**Görev Koşulları**.
**1)** Evlilik ve zina konulu metne göre gazetelerde ve televolelerde ne izlendiği söylenmektedir?
**2)** Evlilik ve zina konulu metni son cümlesinden sonra sürdürünüz.

AŞK ADI ALTINDA 20 KİŞİYLE OLUYOR

"O kadınlara yüzlerce erkek gitmekte ve sınırsız bir zina yapılmakta. Batakhanelere, fuhuş yuvalarına kimsenin tepkisi yok. Gazetelerde televolelerde izliyoruz, aşk adı altında 20-25 kişiyle beraber oluyor, buna kimsenin tepkisi yok. Ama birisi Allah’ın emriyle evlendiği zaman yer yerinden oynuyor. Müslümanlar bile tepki gösteriyor. Anlamak mümkün değil. Kuran-ı Kerim bunu helal kılmışsa, kalkıp da birilerinin bunu yasaklama, kişisel olarak küçümseme, kendi inancına zarar getirir.

**Satırlar**.
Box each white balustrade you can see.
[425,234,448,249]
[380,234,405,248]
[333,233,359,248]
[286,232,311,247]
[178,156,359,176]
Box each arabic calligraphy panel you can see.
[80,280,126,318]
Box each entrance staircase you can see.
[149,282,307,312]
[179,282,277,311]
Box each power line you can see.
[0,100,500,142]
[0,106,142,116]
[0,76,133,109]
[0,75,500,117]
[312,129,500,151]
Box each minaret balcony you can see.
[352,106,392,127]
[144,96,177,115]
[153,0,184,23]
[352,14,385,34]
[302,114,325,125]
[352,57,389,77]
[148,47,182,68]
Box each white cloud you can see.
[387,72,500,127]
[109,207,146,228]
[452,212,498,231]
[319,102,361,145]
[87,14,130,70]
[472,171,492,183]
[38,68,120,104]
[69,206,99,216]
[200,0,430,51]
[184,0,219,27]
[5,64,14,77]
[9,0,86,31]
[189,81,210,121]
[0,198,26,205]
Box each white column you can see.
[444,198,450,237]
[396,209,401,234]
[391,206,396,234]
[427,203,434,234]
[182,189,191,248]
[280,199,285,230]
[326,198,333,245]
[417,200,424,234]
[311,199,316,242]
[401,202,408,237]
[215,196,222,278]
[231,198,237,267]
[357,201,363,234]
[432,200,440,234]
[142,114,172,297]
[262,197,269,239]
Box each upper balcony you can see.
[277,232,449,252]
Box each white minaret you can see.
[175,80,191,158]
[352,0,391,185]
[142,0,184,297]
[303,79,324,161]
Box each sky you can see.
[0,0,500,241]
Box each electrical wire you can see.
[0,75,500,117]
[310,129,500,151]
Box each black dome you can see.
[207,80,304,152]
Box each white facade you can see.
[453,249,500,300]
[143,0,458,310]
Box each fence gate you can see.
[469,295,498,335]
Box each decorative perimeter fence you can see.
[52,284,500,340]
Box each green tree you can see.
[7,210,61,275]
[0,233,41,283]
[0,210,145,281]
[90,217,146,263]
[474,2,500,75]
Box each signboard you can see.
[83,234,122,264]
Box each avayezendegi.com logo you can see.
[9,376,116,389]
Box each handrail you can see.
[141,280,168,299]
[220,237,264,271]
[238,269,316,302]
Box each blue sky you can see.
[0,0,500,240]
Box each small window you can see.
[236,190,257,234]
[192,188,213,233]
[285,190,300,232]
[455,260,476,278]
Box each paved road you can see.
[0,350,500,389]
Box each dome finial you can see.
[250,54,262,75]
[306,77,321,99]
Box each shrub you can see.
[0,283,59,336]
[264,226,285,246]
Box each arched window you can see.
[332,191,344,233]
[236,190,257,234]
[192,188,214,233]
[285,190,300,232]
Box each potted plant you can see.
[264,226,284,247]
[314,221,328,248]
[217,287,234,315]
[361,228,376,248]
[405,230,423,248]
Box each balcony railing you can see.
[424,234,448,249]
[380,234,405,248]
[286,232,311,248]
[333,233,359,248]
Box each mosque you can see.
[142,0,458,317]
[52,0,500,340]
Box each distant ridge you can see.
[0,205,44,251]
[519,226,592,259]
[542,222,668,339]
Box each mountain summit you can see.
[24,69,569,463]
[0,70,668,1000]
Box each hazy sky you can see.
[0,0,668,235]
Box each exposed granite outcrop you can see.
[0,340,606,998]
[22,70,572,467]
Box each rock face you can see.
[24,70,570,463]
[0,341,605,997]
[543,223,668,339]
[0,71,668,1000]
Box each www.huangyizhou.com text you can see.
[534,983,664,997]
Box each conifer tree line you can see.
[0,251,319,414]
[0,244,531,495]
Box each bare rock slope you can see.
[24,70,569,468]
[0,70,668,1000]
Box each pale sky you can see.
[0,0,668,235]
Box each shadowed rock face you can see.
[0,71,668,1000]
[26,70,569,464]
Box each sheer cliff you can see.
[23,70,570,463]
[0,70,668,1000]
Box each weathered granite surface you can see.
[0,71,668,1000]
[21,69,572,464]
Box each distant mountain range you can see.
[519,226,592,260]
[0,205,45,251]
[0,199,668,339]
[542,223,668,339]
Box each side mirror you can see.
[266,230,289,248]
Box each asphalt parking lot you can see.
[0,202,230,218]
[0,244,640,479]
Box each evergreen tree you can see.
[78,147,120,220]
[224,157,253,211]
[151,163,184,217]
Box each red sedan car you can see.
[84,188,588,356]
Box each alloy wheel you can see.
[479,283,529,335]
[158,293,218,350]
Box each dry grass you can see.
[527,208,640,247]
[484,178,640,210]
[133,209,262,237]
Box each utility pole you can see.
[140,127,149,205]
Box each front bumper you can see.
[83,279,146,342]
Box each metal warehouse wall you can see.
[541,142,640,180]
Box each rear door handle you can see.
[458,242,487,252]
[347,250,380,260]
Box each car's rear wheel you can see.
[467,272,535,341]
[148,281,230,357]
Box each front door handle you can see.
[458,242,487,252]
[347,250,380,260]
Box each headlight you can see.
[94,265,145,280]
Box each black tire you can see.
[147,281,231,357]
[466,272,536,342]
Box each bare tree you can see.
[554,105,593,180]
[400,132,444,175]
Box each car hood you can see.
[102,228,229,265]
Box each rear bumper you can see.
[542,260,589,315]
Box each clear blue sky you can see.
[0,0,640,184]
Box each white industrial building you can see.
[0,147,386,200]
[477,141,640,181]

**Görev Sonuçları**.
**1)** Aşk adı altında 20-25 kişiyle beraber olunduğu.

**2)**
Eğer bir ihtiyaç sözkonusuysa evlenirsiniz. Ve bütün ihtiyaçlarını üstlenirsiniz. İkinci, üçüncü evliliklerin bir bedeli var. Evinin kirasını öder, çocuklarını okutursunuz. Baba olarak da sizi tanır, hayat bu şekilde devam eder. Ama bunlar sadece kendi ihtiyaçlarını karşılayıp, paçavra gibi atıyorlar. Bu kadın haklarına yapılacak en büyük saygısızlık ve hakaret. Kadın saygı duyulması gereken bir varlık. Allah’ın yeryüzündeki en büyük sanatı insan. İnsanı kadın dünyaya getiriyor. Bu kadar kutsal kadına toplumda büyük saygısızlık var.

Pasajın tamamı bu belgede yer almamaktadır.